* [PROBLEM TO SOLVE]: Transcribe all the records with complete accuracy.

* [INPUT]:
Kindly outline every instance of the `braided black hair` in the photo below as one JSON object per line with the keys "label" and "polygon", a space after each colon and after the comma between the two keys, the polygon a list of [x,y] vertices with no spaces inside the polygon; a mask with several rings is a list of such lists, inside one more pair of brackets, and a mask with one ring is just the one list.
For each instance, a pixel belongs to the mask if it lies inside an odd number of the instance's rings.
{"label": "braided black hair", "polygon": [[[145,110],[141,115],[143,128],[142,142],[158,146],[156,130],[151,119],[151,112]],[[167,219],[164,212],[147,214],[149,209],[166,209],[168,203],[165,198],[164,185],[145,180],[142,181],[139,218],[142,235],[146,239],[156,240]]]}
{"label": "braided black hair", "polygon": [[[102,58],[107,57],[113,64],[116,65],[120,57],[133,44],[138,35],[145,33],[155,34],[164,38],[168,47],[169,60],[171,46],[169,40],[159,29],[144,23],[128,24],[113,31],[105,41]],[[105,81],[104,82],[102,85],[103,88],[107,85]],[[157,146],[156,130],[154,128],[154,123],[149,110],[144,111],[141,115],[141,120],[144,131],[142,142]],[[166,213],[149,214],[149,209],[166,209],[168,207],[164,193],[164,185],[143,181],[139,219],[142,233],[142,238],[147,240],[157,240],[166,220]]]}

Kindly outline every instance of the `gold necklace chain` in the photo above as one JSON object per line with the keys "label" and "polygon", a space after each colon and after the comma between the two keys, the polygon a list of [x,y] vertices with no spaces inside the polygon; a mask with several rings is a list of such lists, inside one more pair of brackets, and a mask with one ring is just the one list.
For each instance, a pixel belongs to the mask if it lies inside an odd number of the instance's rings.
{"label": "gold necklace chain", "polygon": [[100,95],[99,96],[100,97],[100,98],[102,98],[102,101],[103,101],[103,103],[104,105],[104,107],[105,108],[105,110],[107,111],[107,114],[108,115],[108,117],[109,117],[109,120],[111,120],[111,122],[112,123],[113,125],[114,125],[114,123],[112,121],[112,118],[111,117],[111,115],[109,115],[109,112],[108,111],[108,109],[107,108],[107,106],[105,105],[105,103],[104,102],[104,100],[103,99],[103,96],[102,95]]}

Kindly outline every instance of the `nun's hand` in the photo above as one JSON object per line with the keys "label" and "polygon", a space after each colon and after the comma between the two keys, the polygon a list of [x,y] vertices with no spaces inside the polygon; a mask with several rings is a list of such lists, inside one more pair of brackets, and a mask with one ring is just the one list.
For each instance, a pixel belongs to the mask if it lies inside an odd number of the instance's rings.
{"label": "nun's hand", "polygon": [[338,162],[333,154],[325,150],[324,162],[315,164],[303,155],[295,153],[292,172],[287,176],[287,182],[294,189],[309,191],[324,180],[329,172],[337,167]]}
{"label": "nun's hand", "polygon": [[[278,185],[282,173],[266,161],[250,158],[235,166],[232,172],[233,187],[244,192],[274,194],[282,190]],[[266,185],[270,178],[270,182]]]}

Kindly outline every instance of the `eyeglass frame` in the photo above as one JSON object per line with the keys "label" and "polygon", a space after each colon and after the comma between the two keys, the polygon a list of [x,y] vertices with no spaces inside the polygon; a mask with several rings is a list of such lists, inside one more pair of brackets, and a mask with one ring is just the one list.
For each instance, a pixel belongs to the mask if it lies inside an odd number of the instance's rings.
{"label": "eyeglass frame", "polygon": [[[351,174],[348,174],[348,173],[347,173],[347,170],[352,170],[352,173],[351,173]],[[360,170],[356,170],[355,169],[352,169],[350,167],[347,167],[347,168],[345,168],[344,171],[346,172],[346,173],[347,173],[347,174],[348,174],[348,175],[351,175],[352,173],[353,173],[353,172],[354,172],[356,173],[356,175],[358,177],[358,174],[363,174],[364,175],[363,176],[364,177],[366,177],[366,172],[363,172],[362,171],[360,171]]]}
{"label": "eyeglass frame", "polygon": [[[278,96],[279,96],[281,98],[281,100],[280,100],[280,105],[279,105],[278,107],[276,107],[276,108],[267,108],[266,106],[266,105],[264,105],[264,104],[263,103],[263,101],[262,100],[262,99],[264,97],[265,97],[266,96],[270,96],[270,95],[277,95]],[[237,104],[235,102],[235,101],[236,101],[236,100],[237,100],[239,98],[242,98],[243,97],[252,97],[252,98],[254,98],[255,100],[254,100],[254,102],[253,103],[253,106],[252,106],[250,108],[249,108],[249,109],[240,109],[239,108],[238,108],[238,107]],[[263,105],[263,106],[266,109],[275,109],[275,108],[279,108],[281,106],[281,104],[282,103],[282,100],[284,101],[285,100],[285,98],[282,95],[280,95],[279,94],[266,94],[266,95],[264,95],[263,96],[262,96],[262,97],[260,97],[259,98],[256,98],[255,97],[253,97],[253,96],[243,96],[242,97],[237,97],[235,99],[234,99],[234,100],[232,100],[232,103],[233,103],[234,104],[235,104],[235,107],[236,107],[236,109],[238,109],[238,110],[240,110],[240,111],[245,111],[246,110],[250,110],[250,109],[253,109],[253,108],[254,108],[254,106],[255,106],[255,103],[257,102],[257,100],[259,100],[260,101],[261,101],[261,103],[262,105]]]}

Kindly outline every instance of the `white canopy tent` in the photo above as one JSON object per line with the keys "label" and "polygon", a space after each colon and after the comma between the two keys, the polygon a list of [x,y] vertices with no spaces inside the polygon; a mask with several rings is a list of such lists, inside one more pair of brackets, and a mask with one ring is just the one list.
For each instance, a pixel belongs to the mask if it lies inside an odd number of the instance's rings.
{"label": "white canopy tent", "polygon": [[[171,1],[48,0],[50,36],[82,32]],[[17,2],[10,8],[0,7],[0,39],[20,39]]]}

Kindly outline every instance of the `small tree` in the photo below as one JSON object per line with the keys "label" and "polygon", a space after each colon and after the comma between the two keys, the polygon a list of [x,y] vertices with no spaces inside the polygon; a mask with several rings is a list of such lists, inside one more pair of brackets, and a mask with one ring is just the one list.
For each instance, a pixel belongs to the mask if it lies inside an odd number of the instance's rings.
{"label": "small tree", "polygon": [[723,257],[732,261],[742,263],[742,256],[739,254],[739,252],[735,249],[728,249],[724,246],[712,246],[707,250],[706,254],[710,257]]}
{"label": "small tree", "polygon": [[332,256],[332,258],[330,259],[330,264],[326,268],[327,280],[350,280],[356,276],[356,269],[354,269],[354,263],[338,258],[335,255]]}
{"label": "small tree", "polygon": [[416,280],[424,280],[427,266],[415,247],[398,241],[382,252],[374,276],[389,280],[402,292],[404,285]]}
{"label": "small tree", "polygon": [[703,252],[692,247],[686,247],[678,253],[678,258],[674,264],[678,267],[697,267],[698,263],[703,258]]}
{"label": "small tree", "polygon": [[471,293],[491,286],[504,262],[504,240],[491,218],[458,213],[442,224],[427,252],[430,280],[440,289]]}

* [FULL ANSWER]:
Kindly outline every instance of the `braided black hair` in the photo below as one JSON object per line with the keys "label" and "polygon", a space after each colon and after the comma between the two keys, the polygon a list of [x,y] vertices with no spaces inside the polygon; a mask with several rings is a list of such lists, inside one more pair of brackets, and a mask with one ring is just the one list.
For each instance, a pixel belongs to the mask if it lies inside an odd number of the instance's rings.
{"label": "braided black hair", "polygon": [[[145,110],[141,115],[143,128],[142,142],[158,146],[156,130],[151,119],[151,112]],[[167,219],[164,212],[147,214],[149,209],[166,209],[168,203],[165,198],[164,185],[145,180],[142,181],[139,218],[142,235],[146,239],[156,240]]]}
{"label": "braided black hair", "polygon": [[[102,58],[107,57],[113,64],[116,65],[120,57],[133,44],[138,35],[145,33],[155,34],[164,38],[168,47],[169,60],[171,46],[169,40],[159,29],[144,23],[128,24],[113,31],[105,41]],[[105,81],[104,82],[102,85],[103,88],[107,85]],[[157,146],[156,130],[154,128],[154,123],[149,110],[144,111],[141,115],[141,120],[144,131],[142,142]],[[166,213],[149,214],[149,209],[166,209],[168,207],[164,193],[164,185],[143,181],[139,219],[142,233],[142,238],[147,240],[157,240],[166,220]]]}

Kindly outline every instance of the `gold necklace chain` in the photo above as one JSON object per line with the keys "label" and "polygon", a space after each colon and after the comma between the two keys, the polygon a list of [x,y] vertices with no spaces inside the polygon; a mask with several rings is a list of such lists, inside one more pair of brackets, and a mask with one ring is just the one list.
For each instance, a pixel belongs to the mask if it lies inside an odd number of the instance's rings.
{"label": "gold necklace chain", "polygon": [[100,95],[99,96],[100,97],[100,98],[102,98],[102,101],[103,101],[103,103],[104,105],[104,107],[105,108],[105,110],[107,111],[107,114],[108,115],[108,117],[109,117],[109,120],[111,120],[111,122],[112,123],[113,125],[114,125],[114,123],[112,121],[112,118],[111,117],[111,115],[109,115],[109,112],[108,111],[108,109],[107,108],[107,106],[105,105],[105,103],[104,102],[104,100],[103,99],[103,96],[102,95]]}

Kindly outline every instance of the `nun's hand` in the photo above as one JSON object per line with the keys "label" and "polygon", a space after each colon and after the comma between the two keys, the polygon a list of [x,y] vertices with no spaces inside the polygon; a mask with several rings is a list of such lists, inside one more pair of brackets, and a mask with one ring is just the one list.
For each instance, a pixel belongs to the mask if it lies inside an odd number of the instance's rings.
{"label": "nun's hand", "polygon": [[338,162],[333,154],[325,150],[324,162],[315,164],[303,155],[295,153],[292,172],[287,176],[287,182],[294,189],[309,191],[324,180],[329,172],[337,167]]}
{"label": "nun's hand", "polygon": [[[278,185],[282,173],[266,161],[250,158],[235,166],[232,172],[233,187],[244,192],[274,194],[282,190]],[[266,185],[270,178],[270,182]]]}

Kindly outline every instance of the `eyeglass frame` in the photo above as one JSON object per line with the keys "label" and "polygon", a space after each colon and after the comma between the two keys, the polygon a list of [x,y] vertices with no spaces inside the polygon; a mask with several rings is a list of such lists, inside one more pair of brackets, and a mask with one ring is just the one list.
For each instance, a pixel belongs to the mask if it lies inside an odd number of the instance's rings.
{"label": "eyeglass frame", "polygon": [[[351,174],[348,174],[348,173],[347,173],[347,170],[352,170],[352,173],[351,173]],[[360,170],[356,170],[355,169],[352,169],[350,167],[347,167],[347,168],[345,168],[344,171],[346,172],[346,173],[347,173],[347,174],[348,174],[348,175],[351,175],[352,173],[353,173],[353,172],[354,172],[356,173],[356,175],[358,177],[358,174],[363,174],[364,175],[363,176],[364,177],[366,177],[366,172],[363,172],[362,171],[360,171]]]}
{"label": "eyeglass frame", "polygon": [[[278,96],[279,96],[281,98],[281,100],[280,100],[280,105],[279,105],[278,107],[276,107],[276,108],[267,108],[266,106],[266,105],[264,105],[264,104],[263,103],[263,101],[262,100],[262,99],[264,97],[265,97],[266,96],[270,96],[270,95],[277,95]],[[237,104],[235,102],[235,101],[236,101],[236,100],[237,100],[239,98],[242,98],[243,97],[252,97],[252,98],[254,98],[255,100],[254,100],[254,102],[253,103],[253,106],[252,106],[250,108],[249,108],[249,109],[240,109],[239,108],[238,108],[238,107]],[[263,105],[263,106],[266,109],[275,109],[275,108],[279,108],[281,106],[281,104],[282,103],[282,100],[284,101],[285,100],[285,98],[282,95],[280,95],[279,94],[266,94],[266,95],[264,95],[263,96],[262,96],[262,97],[260,97],[259,98],[256,98],[255,97],[253,97],[253,96],[243,96],[242,97],[237,97],[235,99],[234,99],[234,100],[232,100],[232,103],[233,103],[234,104],[235,104],[235,107],[236,107],[236,109],[238,109],[238,110],[240,110],[240,111],[245,111],[246,110],[250,110],[250,109],[253,109],[253,108],[254,108],[254,106],[255,106],[255,103],[257,102],[257,100],[259,100],[260,101],[261,101],[261,103],[262,105]]]}

Kindly outline every instance of the `white canopy tent` in the photo above as one JSON object per line with the keys "label" and "polygon", a space after each colon and after the comma between the two keys, the polygon a list of [x,y] vertices with no spaces inside the polygon; a mask with several rings is a list of such lists, inside one more pair of brackets, and a mask with one ring is just the one list.
For each instance, a pixel belongs to the mask if it lies inside an odd number of the instance's rings.
{"label": "white canopy tent", "polygon": [[[171,1],[48,0],[50,36],[82,32]],[[17,2],[10,8],[0,7],[0,39],[20,39]]]}

Kindly outline every instance of the `small tree` in the photo below as one JSON object per line with the keys "label" and "polygon", a space after each colon and after the comma between the two keys, the polygon a list of [x,y] vertices with no spaces inside the polygon; a mask with several rings is a list of such lists, inside one more pair of brackets, and a mask with one ring is just the one list.
For each instance, a pixel belongs to the mask if it lies inside an odd number of the instance's rings.
{"label": "small tree", "polygon": [[723,257],[732,261],[742,263],[742,256],[739,254],[739,252],[735,249],[728,249],[724,246],[712,246],[707,250],[706,254],[710,257]]}
{"label": "small tree", "polygon": [[332,256],[332,258],[330,259],[330,264],[326,268],[327,280],[350,280],[356,276],[356,269],[354,269],[354,263],[338,258],[335,255]]}
{"label": "small tree", "polygon": [[416,280],[424,280],[427,266],[415,247],[398,241],[382,252],[374,276],[389,280],[402,292],[404,285]]}
{"label": "small tree", "polygon": [[703,252],[692,247],[686,247],[678,253],[678,258],[674,264],[678,267],[697,267],[698,263],[703,258]]}
{"label": "small tree", "polygon": [[471,293],[491,286],[504,262],[504,240],[491,218],[458,213],[442,224],[427,252],[430,280],[440,289]]}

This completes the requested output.